WHAT IS BEING ASKED:
Once you reach the line containing "An AR overlay system needs to highlight the shadow", write out that line and every remaining line of the records exactly.

++++++++++

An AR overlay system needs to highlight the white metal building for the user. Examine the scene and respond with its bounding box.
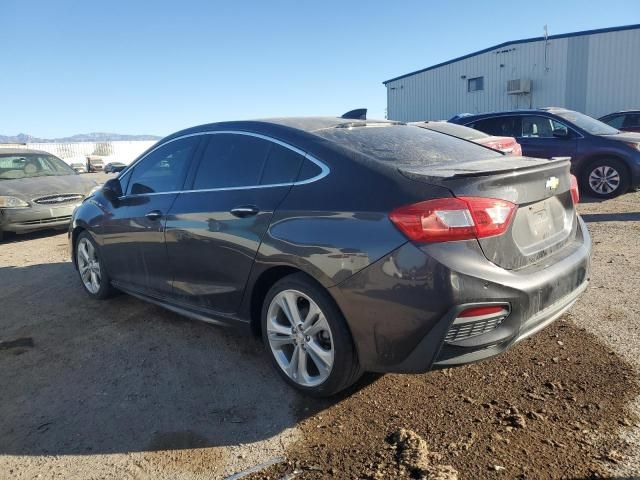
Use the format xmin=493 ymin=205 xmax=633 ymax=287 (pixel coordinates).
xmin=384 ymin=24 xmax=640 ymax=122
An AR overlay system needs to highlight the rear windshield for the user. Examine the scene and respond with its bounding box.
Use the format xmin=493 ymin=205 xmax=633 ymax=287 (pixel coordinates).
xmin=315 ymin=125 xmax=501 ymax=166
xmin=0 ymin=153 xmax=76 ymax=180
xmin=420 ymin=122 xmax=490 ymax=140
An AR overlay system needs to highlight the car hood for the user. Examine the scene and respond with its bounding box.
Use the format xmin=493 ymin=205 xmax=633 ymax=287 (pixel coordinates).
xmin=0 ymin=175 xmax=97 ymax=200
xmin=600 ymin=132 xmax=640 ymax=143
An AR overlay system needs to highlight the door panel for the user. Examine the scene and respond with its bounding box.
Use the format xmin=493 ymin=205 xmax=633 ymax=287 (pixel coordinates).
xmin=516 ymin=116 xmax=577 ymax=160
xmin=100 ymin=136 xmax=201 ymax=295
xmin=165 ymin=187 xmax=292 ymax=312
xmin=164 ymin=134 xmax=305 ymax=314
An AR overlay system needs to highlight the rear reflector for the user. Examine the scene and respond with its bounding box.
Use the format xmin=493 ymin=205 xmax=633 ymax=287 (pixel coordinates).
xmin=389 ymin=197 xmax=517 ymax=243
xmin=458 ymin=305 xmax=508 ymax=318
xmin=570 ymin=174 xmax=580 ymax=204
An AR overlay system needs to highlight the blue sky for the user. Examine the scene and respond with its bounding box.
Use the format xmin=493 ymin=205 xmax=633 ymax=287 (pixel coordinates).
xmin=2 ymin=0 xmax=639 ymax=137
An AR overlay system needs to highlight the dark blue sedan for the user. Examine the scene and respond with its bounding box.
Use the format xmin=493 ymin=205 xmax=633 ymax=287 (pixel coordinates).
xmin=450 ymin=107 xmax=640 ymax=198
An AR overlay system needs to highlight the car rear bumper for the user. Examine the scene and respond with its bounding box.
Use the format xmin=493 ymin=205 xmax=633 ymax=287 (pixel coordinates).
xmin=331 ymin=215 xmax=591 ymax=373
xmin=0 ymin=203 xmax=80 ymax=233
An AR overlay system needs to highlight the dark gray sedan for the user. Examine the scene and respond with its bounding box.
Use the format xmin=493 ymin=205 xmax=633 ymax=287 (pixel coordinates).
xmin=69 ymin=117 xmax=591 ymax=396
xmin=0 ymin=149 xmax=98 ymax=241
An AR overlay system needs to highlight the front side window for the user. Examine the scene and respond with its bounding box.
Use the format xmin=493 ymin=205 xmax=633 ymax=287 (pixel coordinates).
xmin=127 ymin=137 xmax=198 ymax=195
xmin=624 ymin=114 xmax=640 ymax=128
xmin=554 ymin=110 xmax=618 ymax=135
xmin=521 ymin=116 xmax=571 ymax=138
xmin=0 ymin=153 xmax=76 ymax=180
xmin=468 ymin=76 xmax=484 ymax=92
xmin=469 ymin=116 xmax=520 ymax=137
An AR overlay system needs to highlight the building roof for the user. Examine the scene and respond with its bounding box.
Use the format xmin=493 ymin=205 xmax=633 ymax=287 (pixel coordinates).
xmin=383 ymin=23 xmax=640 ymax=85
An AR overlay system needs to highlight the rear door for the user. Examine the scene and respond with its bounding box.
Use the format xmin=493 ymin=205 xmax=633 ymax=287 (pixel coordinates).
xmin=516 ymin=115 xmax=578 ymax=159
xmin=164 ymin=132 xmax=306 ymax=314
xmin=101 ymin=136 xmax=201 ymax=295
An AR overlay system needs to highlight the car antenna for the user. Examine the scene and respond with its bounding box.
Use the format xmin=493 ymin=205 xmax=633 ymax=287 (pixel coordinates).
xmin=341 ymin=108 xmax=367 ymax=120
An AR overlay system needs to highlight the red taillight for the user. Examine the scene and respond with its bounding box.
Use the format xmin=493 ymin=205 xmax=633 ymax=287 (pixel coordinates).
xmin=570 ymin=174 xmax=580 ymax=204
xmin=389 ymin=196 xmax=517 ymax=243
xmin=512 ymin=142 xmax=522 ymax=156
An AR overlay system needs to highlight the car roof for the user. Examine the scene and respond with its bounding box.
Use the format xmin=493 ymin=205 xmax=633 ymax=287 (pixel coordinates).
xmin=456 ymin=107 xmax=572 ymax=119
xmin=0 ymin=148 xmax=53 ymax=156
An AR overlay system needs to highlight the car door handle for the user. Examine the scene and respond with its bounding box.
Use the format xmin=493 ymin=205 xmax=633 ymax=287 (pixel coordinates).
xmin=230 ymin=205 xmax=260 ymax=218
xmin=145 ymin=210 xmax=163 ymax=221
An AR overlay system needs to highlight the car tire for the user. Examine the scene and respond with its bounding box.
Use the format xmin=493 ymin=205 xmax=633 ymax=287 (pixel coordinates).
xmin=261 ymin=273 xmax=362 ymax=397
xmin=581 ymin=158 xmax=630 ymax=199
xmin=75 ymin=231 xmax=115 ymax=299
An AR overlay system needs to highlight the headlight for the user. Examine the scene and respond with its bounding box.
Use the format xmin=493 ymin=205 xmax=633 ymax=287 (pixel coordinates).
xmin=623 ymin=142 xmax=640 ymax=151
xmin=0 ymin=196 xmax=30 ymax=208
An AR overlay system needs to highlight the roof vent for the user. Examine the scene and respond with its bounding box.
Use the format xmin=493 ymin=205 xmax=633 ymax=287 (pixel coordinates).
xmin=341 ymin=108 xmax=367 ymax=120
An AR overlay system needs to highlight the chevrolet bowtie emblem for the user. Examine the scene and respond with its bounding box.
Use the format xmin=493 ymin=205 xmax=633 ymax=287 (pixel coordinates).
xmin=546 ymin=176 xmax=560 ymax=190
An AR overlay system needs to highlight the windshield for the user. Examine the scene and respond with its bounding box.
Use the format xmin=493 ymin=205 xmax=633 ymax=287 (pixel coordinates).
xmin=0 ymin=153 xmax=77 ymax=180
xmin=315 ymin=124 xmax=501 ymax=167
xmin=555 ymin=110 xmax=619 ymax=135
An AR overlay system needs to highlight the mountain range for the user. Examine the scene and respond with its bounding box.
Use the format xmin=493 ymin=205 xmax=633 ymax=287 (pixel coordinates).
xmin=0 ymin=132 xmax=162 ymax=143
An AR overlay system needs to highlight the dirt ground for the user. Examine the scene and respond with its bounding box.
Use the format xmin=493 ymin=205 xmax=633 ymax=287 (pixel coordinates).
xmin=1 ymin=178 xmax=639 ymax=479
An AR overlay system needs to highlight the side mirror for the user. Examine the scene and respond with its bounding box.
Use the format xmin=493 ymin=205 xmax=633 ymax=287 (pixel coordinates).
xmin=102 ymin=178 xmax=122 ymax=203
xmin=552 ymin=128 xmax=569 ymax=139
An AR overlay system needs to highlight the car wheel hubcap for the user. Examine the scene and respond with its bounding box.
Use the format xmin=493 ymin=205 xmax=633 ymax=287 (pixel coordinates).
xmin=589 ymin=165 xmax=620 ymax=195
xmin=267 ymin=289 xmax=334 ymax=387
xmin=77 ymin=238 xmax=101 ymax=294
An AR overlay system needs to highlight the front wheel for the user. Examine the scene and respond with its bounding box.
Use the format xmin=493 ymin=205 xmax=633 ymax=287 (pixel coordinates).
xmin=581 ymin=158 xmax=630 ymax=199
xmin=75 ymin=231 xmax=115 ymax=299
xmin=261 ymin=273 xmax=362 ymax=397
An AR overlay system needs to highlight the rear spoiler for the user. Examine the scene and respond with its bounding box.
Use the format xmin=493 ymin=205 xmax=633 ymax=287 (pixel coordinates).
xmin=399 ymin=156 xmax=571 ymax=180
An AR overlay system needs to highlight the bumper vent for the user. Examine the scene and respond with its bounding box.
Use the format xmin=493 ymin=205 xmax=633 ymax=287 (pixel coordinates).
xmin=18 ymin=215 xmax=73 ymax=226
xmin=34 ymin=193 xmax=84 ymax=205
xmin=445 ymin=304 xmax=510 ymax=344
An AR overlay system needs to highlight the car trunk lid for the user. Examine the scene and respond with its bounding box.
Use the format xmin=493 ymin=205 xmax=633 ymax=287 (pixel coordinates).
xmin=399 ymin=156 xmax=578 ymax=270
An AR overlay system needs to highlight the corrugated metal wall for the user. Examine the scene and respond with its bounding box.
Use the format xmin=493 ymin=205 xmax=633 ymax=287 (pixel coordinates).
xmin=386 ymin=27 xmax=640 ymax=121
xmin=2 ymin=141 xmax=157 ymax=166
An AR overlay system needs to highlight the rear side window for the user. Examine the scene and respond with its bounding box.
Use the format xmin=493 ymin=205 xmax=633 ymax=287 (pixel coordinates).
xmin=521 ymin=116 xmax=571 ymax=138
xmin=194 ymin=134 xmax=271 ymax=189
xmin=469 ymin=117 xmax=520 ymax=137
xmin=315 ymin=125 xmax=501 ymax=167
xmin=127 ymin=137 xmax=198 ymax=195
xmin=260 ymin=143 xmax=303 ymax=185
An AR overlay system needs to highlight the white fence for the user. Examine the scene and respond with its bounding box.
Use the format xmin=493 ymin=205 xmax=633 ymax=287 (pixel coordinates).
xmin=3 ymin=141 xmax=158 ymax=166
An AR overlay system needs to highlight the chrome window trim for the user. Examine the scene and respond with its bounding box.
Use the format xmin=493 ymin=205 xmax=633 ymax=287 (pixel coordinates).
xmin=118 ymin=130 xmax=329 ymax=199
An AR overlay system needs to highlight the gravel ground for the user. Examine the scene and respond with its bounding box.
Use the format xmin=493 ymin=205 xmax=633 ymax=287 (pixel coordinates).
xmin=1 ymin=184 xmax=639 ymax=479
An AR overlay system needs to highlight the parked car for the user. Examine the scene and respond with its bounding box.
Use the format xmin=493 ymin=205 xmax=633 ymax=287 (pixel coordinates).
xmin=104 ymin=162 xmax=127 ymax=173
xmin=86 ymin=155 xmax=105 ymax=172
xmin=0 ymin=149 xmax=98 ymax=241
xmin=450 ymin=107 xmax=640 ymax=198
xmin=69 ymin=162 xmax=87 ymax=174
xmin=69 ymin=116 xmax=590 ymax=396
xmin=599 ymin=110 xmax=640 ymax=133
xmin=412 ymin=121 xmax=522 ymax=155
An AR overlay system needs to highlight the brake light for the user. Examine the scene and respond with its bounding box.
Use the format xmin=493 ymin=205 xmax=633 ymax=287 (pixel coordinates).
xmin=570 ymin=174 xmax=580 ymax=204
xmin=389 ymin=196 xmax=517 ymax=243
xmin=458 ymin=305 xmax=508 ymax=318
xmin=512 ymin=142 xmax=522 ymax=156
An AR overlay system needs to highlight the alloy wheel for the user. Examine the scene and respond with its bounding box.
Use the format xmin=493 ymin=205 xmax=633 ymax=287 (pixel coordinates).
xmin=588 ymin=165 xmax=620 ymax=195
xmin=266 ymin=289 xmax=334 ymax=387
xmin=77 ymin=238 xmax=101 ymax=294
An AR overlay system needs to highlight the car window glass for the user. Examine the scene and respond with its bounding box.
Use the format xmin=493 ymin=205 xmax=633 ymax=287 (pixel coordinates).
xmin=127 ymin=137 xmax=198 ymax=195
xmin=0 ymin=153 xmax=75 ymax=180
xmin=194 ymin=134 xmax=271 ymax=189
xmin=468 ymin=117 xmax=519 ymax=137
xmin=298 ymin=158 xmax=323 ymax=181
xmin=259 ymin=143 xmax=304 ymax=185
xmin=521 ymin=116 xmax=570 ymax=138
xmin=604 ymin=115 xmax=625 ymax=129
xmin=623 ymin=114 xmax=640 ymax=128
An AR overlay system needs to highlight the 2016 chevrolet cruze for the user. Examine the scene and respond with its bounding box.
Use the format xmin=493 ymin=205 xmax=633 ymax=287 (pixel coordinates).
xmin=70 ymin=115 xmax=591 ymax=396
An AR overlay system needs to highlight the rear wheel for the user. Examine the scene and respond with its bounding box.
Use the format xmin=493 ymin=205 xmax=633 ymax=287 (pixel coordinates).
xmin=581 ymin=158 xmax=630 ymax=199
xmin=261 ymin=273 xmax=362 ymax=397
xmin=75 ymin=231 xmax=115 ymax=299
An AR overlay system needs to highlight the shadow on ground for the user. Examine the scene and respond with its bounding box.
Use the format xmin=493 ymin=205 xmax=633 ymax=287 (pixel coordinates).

++++++++++

SOLUTION:
An AR overlay system needs to highlight the shadow on ground for the user. Examine the scene and respond with its bounding box.
Use the format xmin=493 ymin=205 xmax=633 ymax=287 (pixel coordinates).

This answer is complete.